THE PROBLEM ->
Put every line of the material below into a numbered list, leaving out any blank lines.

Begin

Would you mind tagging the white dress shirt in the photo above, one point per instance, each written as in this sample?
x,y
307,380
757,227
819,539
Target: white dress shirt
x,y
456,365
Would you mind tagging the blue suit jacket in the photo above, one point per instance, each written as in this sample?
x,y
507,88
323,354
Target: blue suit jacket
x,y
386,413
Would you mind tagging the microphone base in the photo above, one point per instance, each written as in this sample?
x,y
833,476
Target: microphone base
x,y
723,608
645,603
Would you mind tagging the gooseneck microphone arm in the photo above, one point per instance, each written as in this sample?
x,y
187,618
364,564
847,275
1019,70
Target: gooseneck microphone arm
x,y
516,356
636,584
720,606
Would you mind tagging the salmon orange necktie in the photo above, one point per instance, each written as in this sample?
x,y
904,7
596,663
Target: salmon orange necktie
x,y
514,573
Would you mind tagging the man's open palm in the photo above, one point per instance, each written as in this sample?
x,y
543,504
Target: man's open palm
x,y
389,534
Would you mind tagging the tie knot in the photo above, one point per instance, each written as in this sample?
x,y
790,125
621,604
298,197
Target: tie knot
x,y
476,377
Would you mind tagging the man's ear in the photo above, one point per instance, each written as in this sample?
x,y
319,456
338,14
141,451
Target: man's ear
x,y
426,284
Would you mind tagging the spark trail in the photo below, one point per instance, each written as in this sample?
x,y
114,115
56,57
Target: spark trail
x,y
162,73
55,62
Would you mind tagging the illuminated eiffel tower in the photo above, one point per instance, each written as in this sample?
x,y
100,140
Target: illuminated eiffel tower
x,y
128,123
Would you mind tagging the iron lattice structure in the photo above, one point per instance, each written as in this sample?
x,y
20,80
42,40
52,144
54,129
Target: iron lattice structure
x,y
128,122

End

WRITTEN RESPONSE ->
1. Would you mind tagging the white dress shirt in the photo above, one point per instance, each written as in this sample?
2. x,y
3. 307,380
4. 757,227
5. 819,539
6. Target: white dress shirt
7. x,y
8. 456,365
9. Would you mind tagging the blue suit jacket in the photo above, one point per instance, each written as in this sample?
10. x,y
11. 507,88
12. 323,354
13. Target: blue suit jacket
14. x,y
15. 386,413
16. Would you mind tagging the microphone base in the photo above, one point per instance, each written as in this sample?
17. x,y
18. 833,476
19. Target: microphone base
20. x,y
21. 723,608
22. 645,603
23. Would you mind tagging the gooseneck microphone arm in the photo above, one point per instance, each written as in this sample?
24. x,y
25. 187,618
26. 364,564
27. 847,275
28. 1019,70
29. Target: gooseneck microphone arm
30. x,y
31. 516,356
32. 636,584
33. 720,606
34. Would you mind tagging the salmon orange necktie in the photo above, one point per instance, each written as in this sample?
35. x,y
36. 904,7
37. 596,663
38. Target: salmon orange necktie
39. x,y
40. 514,573
41. Would you mind tagging the man's open palm in the photo above, one point per instance, each written as in this sample?
42. x,y
43. 543,504
44. Target: man's open palm
45. x,y
46. 389,534
47. Would you mind tagging the tie knot in the photo above, one point per instance, each written as in this sample?
48. x,y
49. 790,125
50. 621,604
51. 298,197
52. Target: tie knot
53. x,y
54. 476,377
55. Would you mind tagging the man's ear in the photo above, one point per instance, each written as in this sample?
56. x,y
57. 319,456
58. 338,14
59. 141,451
60. Target: man's ear
61. x,y
62. 426,284
63. Would you mind tagging the spark trail in the photo below, one point per instance, each written as in this sample?
64. x,y
65. 114,115
66. 56,57
67. Target: spark trail
68. x,y
69. 162,73
70. 55,62
71. Would you mind tagging the illuminated eiffel tower in the photo above, one point per instance, each written as in this sample?
72. x,y
73. 100,140
74. Target: illuminated eiffel tower
75. x,y
76. 128,123
77. Would you mind tagging the iron lattice structure in the photo above, one point per instance, each written as in this sample?
78. x,y
79. 20,80
80. 42,40
81. 52,144
82. 54,129
83. Target: iron lattice structure
84. x,y
85. 128,122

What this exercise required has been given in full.